Could you lay out all of the rows below as a numbered list, leaving out any blank lines?

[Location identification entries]
┄┄┄┄┄┄┄┄┄┄┄┄┄┄┄┄┄┄┄┄

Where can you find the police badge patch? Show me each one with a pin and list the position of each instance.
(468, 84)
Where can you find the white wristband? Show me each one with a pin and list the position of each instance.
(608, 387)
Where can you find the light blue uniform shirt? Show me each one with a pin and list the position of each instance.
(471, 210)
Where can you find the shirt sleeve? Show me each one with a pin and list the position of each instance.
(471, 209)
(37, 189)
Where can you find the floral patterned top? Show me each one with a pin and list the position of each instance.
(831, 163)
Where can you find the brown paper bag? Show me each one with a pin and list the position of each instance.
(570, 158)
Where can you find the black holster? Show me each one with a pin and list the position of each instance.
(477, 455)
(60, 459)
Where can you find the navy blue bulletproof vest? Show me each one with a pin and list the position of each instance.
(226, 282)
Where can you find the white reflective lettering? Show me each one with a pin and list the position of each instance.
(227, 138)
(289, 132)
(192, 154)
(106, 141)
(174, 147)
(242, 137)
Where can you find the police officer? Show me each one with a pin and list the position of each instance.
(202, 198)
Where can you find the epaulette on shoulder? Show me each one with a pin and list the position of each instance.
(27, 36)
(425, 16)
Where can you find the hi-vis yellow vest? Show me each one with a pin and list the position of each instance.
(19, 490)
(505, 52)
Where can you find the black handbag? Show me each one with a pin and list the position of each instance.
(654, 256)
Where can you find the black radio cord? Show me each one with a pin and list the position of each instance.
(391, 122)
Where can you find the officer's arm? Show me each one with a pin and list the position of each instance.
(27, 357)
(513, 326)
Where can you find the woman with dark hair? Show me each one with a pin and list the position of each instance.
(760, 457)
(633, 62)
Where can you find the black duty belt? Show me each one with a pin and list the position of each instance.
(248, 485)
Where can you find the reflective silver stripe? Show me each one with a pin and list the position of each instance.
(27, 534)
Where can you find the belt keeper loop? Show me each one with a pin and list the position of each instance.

┄┄┄┄┄┄┄┄┄┄┄┄┄┄┄┄┄┄┄┄

● **Exercise answer**:
1. Where can you find the police badge patch? Show me each one with a pin and list the position of each instance.
2. (468, 84)
3. Where can you find the white wristband? Show me each one with a pin and list the position of each instance.
4. (608, 387)
5. Where can you find the light blue uniform shirt? Show me each one with a pin and list the position of each instance.
6. (471, 210)
7. Where can you find the shirt sleeve? Show me each one with a pin and list the position of each instance.
8. (471, 209)
9. (37, 189)
10. Where can you find the floral patterned top? Show me each one with a pin and list the position of each instance.
11. (831, 163)
12. Where can you find the brown paper bag? Show me each one with a pin and list the position of each instance.
13. (570, 158)
14. Where can you find the black holster? Show me each one with a pin and list the position of each instance.
15. (477, 455)
16. (60, 459)
17. Where can you find the navy blue bulletproof vest? Show me each one with a pin and list the position of each instance.
18. (226, 282)
19. Where can you find the white reflective lettering? Show me each one with a pin and list the position of each instance.
20. (227, 138)
21. (289, 132)
22. (192, 154)
23. (106, 141)
24. (174, 147)
25. (242, 137)
26. Where can you find the police officer? Show me each one with a pin and list the position of each instance.
27. (202, 198)
28. Where can you find the epaulette on shoulder? Show me each one with a pin and list the position of each instance.
29. (27, 36)
30. (425, 16)
31. Where can you find the hi-vis yellow vest? Show me each one with a pin and list the position of each instance.
32. (19, 490)
33. (505, 52)
34. Where can you find the black handbag? Show me each one with a pin and list the position of each instance.
35. (654, 256)
36. Where can you find the black radio cord? Show me each one with a pin and list the position of each instance.
37. (391, 122)
38. Where can you find the officer's arm? Show me each one with a pin and list the position of each instance.
39. (27, 357)
40. (513, 326)
41. Where can you find the woman with dark hair? Show me each one with a pin and list the position of each instance.
42. (760, 457)
43. (633, 62)
44. Where can you find the black duty belt? Show me each one with a pin and list the position of each instance.
45. (248, 485)
46. Where can you find the reflective silver stripe? Show me each one with a pin and list the position of each instance.
47. (27, 534)
48. Where can you find the belt keeper loop? Show me each one with a pin and list the position of each instance.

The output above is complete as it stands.